• [Exercise goal]:
Find each line in the data below that contains the word "jacket" and copy it out in full.
....................
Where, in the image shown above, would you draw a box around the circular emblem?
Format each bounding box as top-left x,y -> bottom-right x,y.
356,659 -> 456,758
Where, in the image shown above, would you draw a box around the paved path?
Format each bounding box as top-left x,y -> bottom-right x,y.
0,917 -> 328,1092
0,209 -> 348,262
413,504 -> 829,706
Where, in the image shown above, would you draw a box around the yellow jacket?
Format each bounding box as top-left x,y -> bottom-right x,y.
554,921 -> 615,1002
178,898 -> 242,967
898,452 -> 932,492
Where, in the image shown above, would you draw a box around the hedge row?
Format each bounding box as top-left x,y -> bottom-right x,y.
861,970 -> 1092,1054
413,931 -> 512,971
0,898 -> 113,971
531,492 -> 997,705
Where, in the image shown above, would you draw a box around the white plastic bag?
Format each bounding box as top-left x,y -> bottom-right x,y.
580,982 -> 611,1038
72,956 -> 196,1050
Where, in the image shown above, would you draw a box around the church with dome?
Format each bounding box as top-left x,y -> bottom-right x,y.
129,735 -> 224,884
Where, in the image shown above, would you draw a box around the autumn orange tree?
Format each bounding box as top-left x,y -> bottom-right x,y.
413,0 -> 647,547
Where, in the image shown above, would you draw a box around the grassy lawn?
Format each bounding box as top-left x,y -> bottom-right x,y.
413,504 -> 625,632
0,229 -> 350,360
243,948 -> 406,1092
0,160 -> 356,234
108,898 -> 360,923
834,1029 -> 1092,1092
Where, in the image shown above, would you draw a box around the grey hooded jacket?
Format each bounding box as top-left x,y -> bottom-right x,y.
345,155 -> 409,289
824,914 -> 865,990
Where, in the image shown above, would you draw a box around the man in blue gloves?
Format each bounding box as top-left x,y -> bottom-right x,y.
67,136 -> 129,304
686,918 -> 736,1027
....................
• [Answer to this task]:
Where, in the image shown above, would you draw a box around the yellow jacket?
Where, in the image shown above, would you draw a box around the grey hooded jacket?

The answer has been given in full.